Below are entries; count each line that holds the word "Return" and report the number without any other words.
(MATERIAL TO PROCESS)
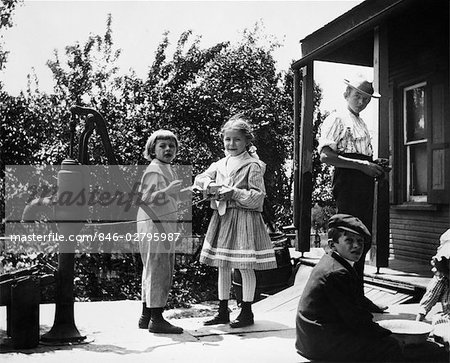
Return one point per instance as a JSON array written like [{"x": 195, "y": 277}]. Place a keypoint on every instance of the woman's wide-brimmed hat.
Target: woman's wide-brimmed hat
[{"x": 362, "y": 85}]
(End MATERIAL TO PROCESS)
(MATERIAL TO PROCESS)
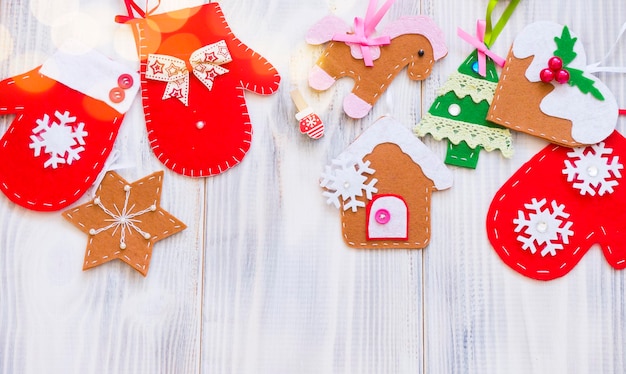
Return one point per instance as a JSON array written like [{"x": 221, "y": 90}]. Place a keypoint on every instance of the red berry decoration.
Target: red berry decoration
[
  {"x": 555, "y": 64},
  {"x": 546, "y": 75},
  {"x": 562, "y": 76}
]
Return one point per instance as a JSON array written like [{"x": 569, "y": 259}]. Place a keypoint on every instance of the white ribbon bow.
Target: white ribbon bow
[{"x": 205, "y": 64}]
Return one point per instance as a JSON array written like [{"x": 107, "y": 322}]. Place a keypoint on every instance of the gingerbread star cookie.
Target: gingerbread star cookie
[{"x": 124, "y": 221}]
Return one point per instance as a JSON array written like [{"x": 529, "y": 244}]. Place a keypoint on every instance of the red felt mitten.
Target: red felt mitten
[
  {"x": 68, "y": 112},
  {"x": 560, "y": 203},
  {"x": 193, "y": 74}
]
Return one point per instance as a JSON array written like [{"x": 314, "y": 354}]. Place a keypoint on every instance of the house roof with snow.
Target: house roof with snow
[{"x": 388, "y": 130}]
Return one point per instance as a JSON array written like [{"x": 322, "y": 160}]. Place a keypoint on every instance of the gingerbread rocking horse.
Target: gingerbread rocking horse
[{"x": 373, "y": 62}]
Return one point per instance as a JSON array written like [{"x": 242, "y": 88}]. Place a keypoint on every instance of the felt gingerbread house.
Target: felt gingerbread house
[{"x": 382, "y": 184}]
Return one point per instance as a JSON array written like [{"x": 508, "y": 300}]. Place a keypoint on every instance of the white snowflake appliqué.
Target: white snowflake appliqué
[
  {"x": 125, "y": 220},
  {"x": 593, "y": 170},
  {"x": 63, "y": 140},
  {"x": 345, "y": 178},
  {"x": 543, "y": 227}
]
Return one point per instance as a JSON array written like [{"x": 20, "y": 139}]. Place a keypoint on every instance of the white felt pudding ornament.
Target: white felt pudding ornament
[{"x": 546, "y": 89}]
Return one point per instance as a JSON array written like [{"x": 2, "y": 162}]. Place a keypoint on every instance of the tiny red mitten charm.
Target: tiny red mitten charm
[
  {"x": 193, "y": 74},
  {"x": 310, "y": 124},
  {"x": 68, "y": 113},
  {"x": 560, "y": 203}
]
(End MATERIAL TO PROCESS)
EXERCISE OUTPUT
11